- [Selected text]
╭──
This honey you have most likely eaten is much different from the real, pure raw honey our ancestors ingested. It was common for raw honey to be used in healing teas and tinctures. Raw honey has not been pasteurized or processed anyway and is very different from pasteurized honey.
Raw honey contains enzymes, vitamins, antioxidants and other natural nutrients. Pasteurized honey is sadly stripped of all this during its processing and is as unhealthy as refined sugar! Pasteurized honey appears clear and syrupy but raw honey is more solid and opaque with small pieces of beeswax and pollen.
How Raw Honey is made
Honey begins simply as flower nectar. Bees collect this nectar, breaking it down into simple sugar and storing it in honeycombs within a beehive. Honeycombs are uniquely shaped hexagonal wax cells. The sugars bees place in these honeycombs create honey through a process of the bees’ constant fanning of their wings, resulting in evaporation. Honey color and flavor can vary, as it is contingent on the kind of flower nectar the bees collect.
When beekeepers go to harvest the honey, they must scrape off the seal bees have made to protect the honey in each individual cell. This seal is known as the wax cap. Once the wax caps are scraped, the honeycomb frames visit the extractor where they are spun, creating a force great enough for the honey to release from the comb and hit the sides of the extractor. Gravity is then used for the honey to fall to the bottom of the extractor and the beekeeper can collect it.
╰──
- [Task list]
**1)** Reproduce the raw honey text verbatim from "Raw honey contains" to "the bees collect.".
**2)** Write the next part of the raw honey text, picking up after its final sentence.
The data after this point come from a separate source.

- [Available data]
╭──
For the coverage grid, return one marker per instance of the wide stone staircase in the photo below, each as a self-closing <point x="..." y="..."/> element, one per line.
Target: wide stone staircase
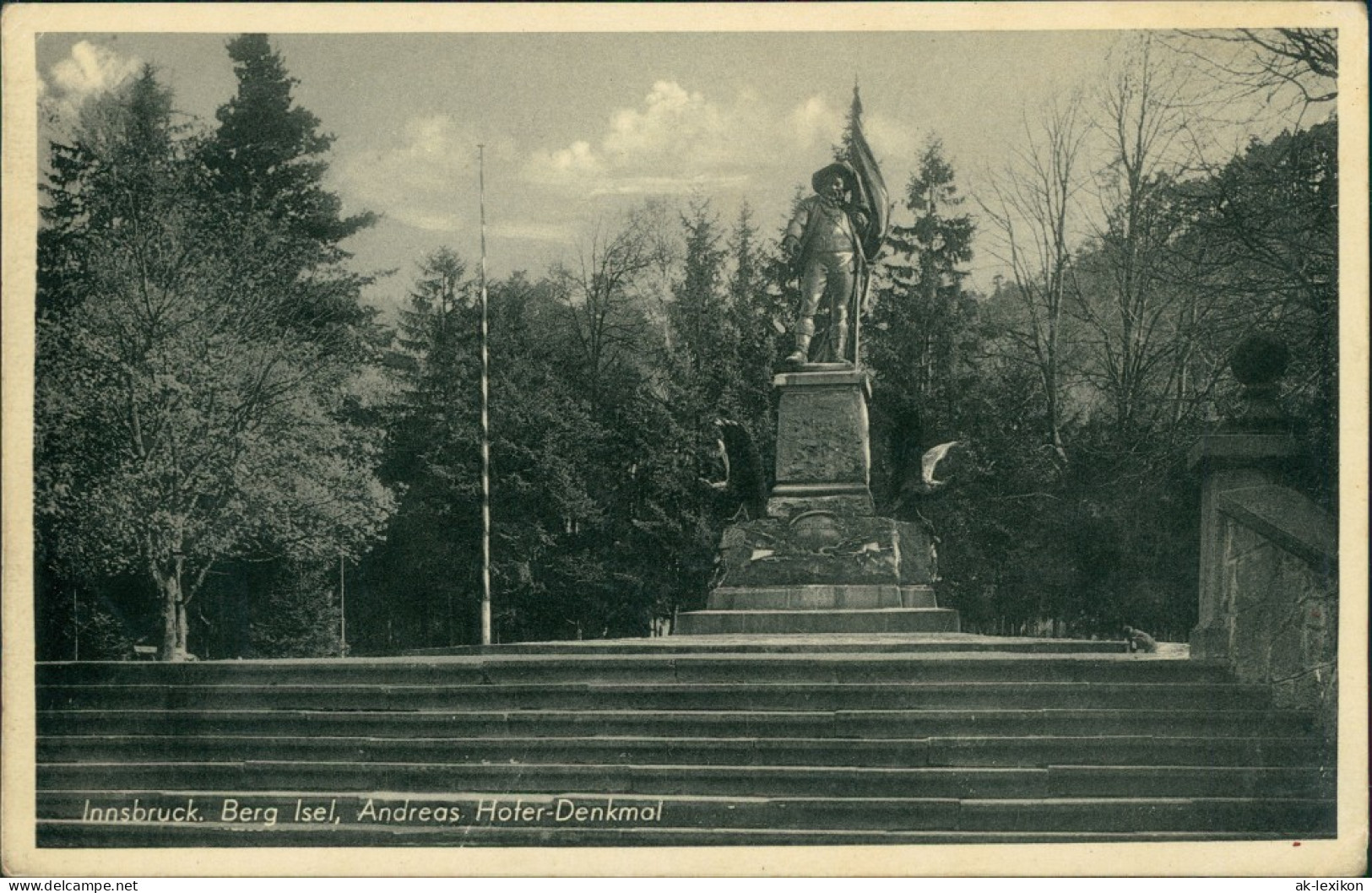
╰──
- [Task-by-task outputs]
**1)**
Raw honey contains enzymes, vitamins, antioxidants and other natural nutrients. Pasteurized honey is sadly stripped of all this during its processing and is as unhealthy as refined sugar! Pasteurized honey appears clear and syrupy but raw honey is more solid and opaque with small pieces of beeswax and pollen.
How Raw Honey is made
Honey begins simply as flower nectar. Bees collect this nectar, breaking it down into simple sugar and storing it in honeycombs within a beehive. Honeycombs are uniquely shaped hexagonal wax cells. The sugars bees place in these honeycombs create honey through a process of the bees’ constant fanning of their wings, resulting in evaporation. Honey color and flavor can vary, as it is contingent on the kind of flower nectar the bees collect.

**2)**
After extraction, the honey can be strained to clean the honey of wax or any other particles. There are some beekeepers that ease this process by heating the honey. This heat will not reduce or alter the natural aspect of the honey as it only makes the straining much more effective and easier.
Once the honey is strained, it is ready to be bottled and distributed to the consumer. If the bottle of honey reads pure honey, you can be positive there are no extra ingredients, including preservatives, flavorings, or colorings added to then honey making process.
Raw honey is referred to as liquid gold’ by many people. To be qualified as raw honey, it cannot be heated above 115 degrees Fahrenheit. To reap its many benefits, raw honey should be consumed as is.
Today, honey is being used in modern medicine. Scientific studies are showing that honey is great for topical application in healing wounds. It is loved worldwide for its taste and for its amazing health benefits.
Honey is full of essential nutrients like vitamins B1, B2, B3, and B5, B6 and C. It also contains essential minerals like magnesium, sodium chlorine, potassium, calcium, sulphur, zinc, phosphate, copper, iron, sulphur and manganese. Not only does honey contain so many vitamins and minerals, it also contains flavonoid pinocenbrin. Pinostrobin both supports, and promotes healthy enzyme activity.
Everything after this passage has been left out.